*TASK PROMPT*
For the data below, report only the number of lines containing the string "query".

Dataset excerpts
┌──
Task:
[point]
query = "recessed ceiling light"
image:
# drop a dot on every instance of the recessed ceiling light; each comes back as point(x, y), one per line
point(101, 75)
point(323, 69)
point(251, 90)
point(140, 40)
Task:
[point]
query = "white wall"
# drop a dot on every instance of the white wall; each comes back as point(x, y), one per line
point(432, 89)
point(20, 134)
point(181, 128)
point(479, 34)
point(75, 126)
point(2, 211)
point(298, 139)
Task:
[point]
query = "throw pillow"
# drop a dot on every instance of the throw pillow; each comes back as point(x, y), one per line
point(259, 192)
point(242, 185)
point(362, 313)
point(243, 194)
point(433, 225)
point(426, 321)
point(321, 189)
└──
┌──
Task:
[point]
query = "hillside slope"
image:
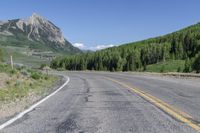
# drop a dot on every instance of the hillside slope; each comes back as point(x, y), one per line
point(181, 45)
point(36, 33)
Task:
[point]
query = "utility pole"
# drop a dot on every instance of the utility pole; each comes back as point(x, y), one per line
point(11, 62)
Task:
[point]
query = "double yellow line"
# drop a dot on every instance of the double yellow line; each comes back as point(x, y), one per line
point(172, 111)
└──
*FINAL ANSWER*
6